■ SEITENAUSZUG
══════

2644 Zwei Vorläufer
(Den folgenden Text habe ich als Auftragsarbeit für ein Buch
über die Wiener Künstlergruppe REM, das gerade in Arbeit ist, geschrieben.)
Vor der Gründung der Wiener Künstlergruppe REM hat es schon
Kooperationen gegeben, an denen spätere Remisten maßgeblich beteiligt waren.
Ich werde zwei solche Rem-Vorläufer-Aktivitäten schildern, die in den frühen
Achtzigerjahren des vorigen Jahrhunderts stattgefunden haben. Ich muß mich aber
gleich entschuldigen, dass ich mich besonders an all die Personen, die
mitgewirkt haben, nicht mehr genau erinnern kann. Das betrifft auch spätere
Remisten. Ich bitte um Entschuldigung! Es waren bei beiden Aktionen jeweils
zirka 30 Personen (ohne Gewähr) beteiligt, Leute aus den Freundes- und
Künstlerkreisen der Protagonisten, von der Angewandten, vom Schillerplatz und
aus der legendären, tirolerisch dominierten KünstlerWeGe am Fleischmarkt. Ich
selbst war bei beiden Aktionen dabei. Ich bezeichne diese als „Vorläufer“, und
möglicherweise haben sie die Lust, öfters gemeinsame Sache zu machen,
gefördert.

══════

■ DATENAUSZUG
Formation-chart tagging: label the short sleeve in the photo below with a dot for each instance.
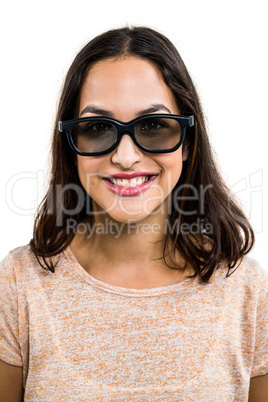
(9, 317)
(260, 362)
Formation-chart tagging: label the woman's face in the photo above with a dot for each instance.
(125, 89)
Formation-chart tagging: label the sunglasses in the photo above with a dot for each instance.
(157, 133)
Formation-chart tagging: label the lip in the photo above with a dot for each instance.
(129, 191)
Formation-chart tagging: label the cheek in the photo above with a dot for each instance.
(172, 164)
(87, 172)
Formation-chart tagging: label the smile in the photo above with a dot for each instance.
(129, 187)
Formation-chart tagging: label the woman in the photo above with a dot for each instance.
(135, 285)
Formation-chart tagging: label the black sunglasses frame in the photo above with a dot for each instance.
(125, 128)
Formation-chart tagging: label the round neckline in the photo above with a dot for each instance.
(156, 291)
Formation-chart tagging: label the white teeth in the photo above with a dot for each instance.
(130, 183)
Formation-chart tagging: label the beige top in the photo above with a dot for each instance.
(79, 339)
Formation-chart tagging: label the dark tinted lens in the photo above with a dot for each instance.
(157, 133)
(94, 135)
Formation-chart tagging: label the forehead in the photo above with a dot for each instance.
(123, 83)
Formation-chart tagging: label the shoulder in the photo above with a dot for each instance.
(18, 257)
(247, 271)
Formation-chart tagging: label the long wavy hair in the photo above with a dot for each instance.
(224, 232)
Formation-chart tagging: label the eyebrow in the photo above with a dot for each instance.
(102, 112)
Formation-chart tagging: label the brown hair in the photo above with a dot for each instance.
(230, 235)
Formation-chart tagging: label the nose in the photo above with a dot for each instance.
(127, 153)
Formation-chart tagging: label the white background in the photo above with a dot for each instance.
(224, 46)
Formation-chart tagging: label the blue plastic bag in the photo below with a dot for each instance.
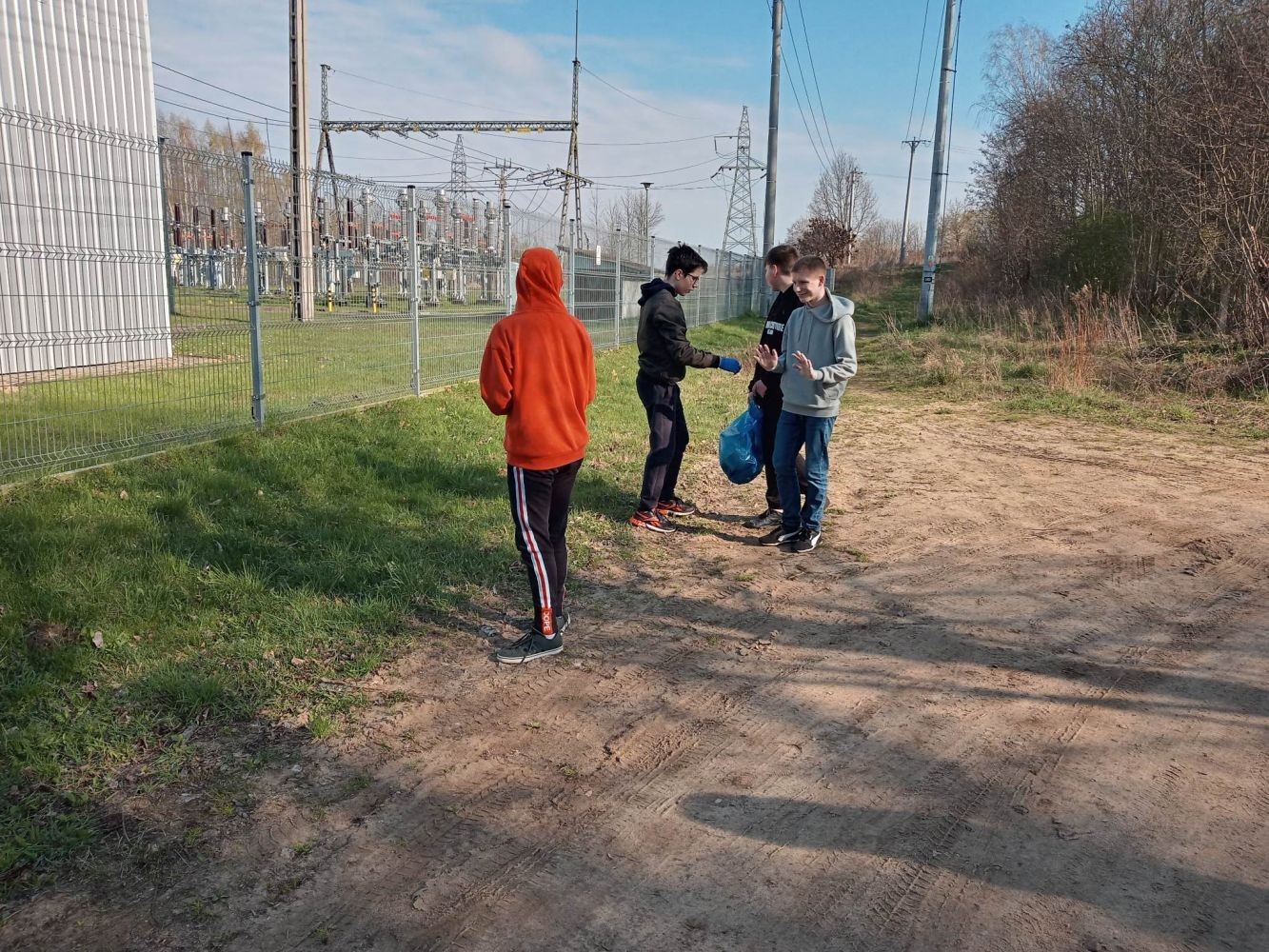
(740, 446)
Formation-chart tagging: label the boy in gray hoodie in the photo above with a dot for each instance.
(818, 360)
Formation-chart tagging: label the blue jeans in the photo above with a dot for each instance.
(796, 430)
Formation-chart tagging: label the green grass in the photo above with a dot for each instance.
(1020, 377)
(335, 362)
(247, 575)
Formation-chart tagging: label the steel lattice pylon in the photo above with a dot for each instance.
(742, 232)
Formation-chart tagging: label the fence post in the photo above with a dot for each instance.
(412, 225)
(167, 231)
(572, 265)
(727, 299)
(506, 250)
(621, 305)
(252, 291)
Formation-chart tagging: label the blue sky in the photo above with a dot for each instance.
(697, 64)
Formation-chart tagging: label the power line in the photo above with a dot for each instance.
(711, 160)
(218, 116)
(799, 102)
(636, 99)
(810, 106)
(416, 91)
(815, 75)
(929, 89)
(956, 64)
(224, 106)
(917, 79)
(267, 106)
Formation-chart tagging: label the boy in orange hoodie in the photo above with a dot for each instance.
(540, 372)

══════

■ AUFGABE
Schreib bitte den Abschnitt des Textes über die Wiener Künstlergruppe REM, der mit den Worten „2644 Zwei Vorläufer“ beginnt und mit „Arbeit ist, geschrieben.)“ schließt, noch einmal ab und ändere darin „Auftragsarbeit“ in „Gastbeitrag“.

■ LÖSUNG
2644 Zwei Vorläufer
(Den folgenden Text habe ich als Gastbeitrag für ein Buch
über die Wiener Künstlergruppe REM, das gerade in Arbeit ist, geschrieben.)